▶ _What is asked_
Your task is to print all of the material verbatim.

▶ _Task material_
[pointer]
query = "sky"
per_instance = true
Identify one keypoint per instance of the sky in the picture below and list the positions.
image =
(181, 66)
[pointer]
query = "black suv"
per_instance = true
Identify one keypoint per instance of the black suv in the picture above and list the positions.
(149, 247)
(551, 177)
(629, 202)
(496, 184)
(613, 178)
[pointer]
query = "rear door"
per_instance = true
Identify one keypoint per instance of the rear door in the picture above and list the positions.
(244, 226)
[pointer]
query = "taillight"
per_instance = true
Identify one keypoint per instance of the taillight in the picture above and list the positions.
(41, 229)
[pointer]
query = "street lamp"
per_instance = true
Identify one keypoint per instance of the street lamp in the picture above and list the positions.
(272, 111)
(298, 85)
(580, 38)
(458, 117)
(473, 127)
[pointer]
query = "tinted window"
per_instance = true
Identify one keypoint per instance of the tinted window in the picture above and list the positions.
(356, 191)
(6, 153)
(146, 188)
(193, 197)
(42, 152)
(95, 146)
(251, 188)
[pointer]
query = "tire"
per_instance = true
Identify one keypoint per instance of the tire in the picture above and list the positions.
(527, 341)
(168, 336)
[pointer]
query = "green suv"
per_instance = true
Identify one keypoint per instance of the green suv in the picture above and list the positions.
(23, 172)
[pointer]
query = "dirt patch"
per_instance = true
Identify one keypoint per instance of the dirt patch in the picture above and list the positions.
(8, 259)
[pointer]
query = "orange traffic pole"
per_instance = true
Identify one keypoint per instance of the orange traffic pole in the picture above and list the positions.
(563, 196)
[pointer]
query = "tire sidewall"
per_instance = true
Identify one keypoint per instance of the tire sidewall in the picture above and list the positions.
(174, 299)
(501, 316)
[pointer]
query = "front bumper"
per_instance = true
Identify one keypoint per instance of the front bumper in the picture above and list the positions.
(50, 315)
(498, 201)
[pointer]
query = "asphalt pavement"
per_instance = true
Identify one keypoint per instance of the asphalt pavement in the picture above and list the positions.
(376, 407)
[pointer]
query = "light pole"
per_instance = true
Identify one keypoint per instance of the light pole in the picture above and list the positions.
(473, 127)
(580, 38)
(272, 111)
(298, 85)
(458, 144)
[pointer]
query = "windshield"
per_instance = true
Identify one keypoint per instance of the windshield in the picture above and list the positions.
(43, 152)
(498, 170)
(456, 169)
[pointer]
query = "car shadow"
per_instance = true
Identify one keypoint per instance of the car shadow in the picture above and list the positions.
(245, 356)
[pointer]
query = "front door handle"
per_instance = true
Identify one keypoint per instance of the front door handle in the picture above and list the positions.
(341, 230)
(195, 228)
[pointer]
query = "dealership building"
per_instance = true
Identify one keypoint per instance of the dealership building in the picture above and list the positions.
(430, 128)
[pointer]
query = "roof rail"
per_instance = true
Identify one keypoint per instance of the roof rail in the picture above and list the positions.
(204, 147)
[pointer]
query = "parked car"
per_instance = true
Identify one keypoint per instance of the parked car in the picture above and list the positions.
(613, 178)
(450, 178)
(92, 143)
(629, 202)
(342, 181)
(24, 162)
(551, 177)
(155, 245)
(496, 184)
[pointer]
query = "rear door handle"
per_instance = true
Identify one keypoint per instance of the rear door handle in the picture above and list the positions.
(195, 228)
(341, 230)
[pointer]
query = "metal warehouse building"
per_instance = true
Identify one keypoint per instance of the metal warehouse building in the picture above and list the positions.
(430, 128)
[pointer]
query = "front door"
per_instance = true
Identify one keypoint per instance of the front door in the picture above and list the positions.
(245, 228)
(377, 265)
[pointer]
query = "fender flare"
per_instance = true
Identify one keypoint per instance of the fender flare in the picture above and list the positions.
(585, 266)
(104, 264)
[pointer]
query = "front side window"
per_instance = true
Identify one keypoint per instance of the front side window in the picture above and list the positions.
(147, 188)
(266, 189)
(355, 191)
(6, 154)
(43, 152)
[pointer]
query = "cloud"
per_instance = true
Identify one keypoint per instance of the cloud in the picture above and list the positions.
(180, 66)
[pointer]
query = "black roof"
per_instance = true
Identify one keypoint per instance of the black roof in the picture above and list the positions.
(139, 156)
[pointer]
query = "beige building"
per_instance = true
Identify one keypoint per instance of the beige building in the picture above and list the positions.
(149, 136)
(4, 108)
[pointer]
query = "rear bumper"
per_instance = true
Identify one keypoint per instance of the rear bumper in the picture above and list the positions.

▶ _Correct result_
[pointer]
query = "sky"
per_instance = true
Identify one keypoint per instance of the sky in the picture below and list the positions.
image =
(181, 66)
[pointer]
query = "black suv"
per_instance = true
Identify one keypoint per instance of the black suv in the picture above and list the positions.
(149, 247)
(551, 177)
(629, 202)
(496, 184)
(613, 178)
[pointer]
query = "rear door"
per_instance = true
Identify one keypoint per instance of the rear door in the picture above and list the positions.
(244, 226)
[pointer]
query = "taillight"
per_instance = true
Identify one keypoint per instance of the taillight in the picture above and list the positions.
(41, 229)
[pointer]
query = "street lamp"
per_instance = true
Identify one keypoint per instance of the street lamp in the picture above and list the positions.
(272, 111)
(298, 85)
(580, 38)
(458, 117)
(473, 127)
[pointer]
query = "tinted window"
per_instance = true
Identify one keypoint per instance of the tinted window in the picture above and list the positions.
(356, 191)
(6, 153)
(146, 188)
(193, 197)
(42, 152)
(95, 146)
(251, 188)
[pointer]
query = "tire"
per_instance = true
Identify one keypoint per instance of the tire in the picture above and list the positions.
(527, 341)
(168, 336)
[pointer]
query = "green suv"
per_instance = true
Identify one keypoint per instance of the green suv in the picture above and list the positions.
(23, 172)
[pointer]
query = "dirt patch"
per_instance = true
Identify one keypoint per instance of the dirt patch in the picture above and list the positions.
(8, 259)
[pointer]
query = "orange traffic pole"
per_instance = true
Identify one keypoint per instance of the orange traffic pole in the picture above and list the positions.
(563, 196)
[pointer]
query = "tire sidewall"
per_instance = true
Identify one keypoint per instance of the tire sidewall in the picture above and list the positions.
(174, 299)
(501, 316)
[pointer]
query = "front bumper"
per_instance = true
Identify one keypoint per instance of the front bumper in the picture above and list the positions.
(50, 315)
(498, 201)
[pointer]
query = "asphalt pavement"
per_instance = true
Identify one keypoint per instance of the asphalt pavement in the picture above and list the positions.
(376, 407)
[pointer]
query = "light pole"
per_instance = true
Identify one keypoint per instance of the light pole in the picture above and list the positions.
(473, 127)
(580, 38)
(272, 111)
(298, 85)
(458, 144)
[pointer]
query = "windshield"
per_instance = true
Identify one keypoint per instance of the windshield in the picture above and list the positions.
(43, 152)
(498, 170)
(456, 169)
[pointer]
query = "car shadow"
per_instance = true
Identify one keypoint per instance of the car shadow in the picture above and list the positions.
(245, 356)
[pointer]
query = "front door handle"
per_instance = true
Identify one keypoint per instance of the front door handle in the picture above and list the positions.
(341, 230)
(195, 228)
[pointer]
query = "dealership building"
per_instance = true
Identify one keypoint per instance of the dealership building in the picture above and list the positions.
(430, 128)
[pointer]
query = "roof rail"
per_instance = true
Identify one keypoint per instance of the roof rail in the picture above and list the positions.
(204, 147)
[pointer]
query = "parked car"
per_instance = true
Identify one keypoint per instance of the parked car in the picture above and list the positions.
(613, 178)
(450, 178)
(92, 143)
(629, 202)
(342, 181)
(24, 162)
(551, 177)
(155, 245)
(496, 184)
[pointer]
query = "rear door handle"
per_instance = true
Identify one keypoint per instance of the rear door handle in the picture above and list the positions.
(195, 228)
(341, 230)
[pointer]
query = "metal warehouse building"
per_instance = true
Identify one keypoint per instance of the metal warehouse building in the picture above and list the positions.
(430, 128)
[pointer]
query = "front door"
per_instance = true
Identify one keypoint per instance of the front door in the picture above and list the positions.
(245, 228)
(377, 265)
[pointer]
query = "fender flare"
per_instance = true
Identify one keypoint per instance of the fender flare in the picture above and list the positions.
(585, 266)
(104, 264)
[pointer]
query = "front side window"
per_instance = true
Identify one keypoint per instance of the front side window in the picture above and list the positions.
(147, 188)
(266, 189)
(355, 191)
(6, 154)
(43, 152)
[pointer]
query = "cloud"
per_instance = true
Identify one keypoint per instance of the cloud in the picture above and list the positions.
(180, 66)
[pointer]
query = "black roof"
per_instance = true
Identify one keypoint per instance of the black roof in the picture above and list the positions.
(139, 156)
[pointer]
query = "beige building"
per_instance = true
Identify one keypoint per instance of the beige building in the picture above and list the positions.
(149, 136)
(4, 108)
[pointer]
query = "rear bumper"
per_instance = true
Identify one keypoint per instance of the rear bumper in the picture above and list the positions.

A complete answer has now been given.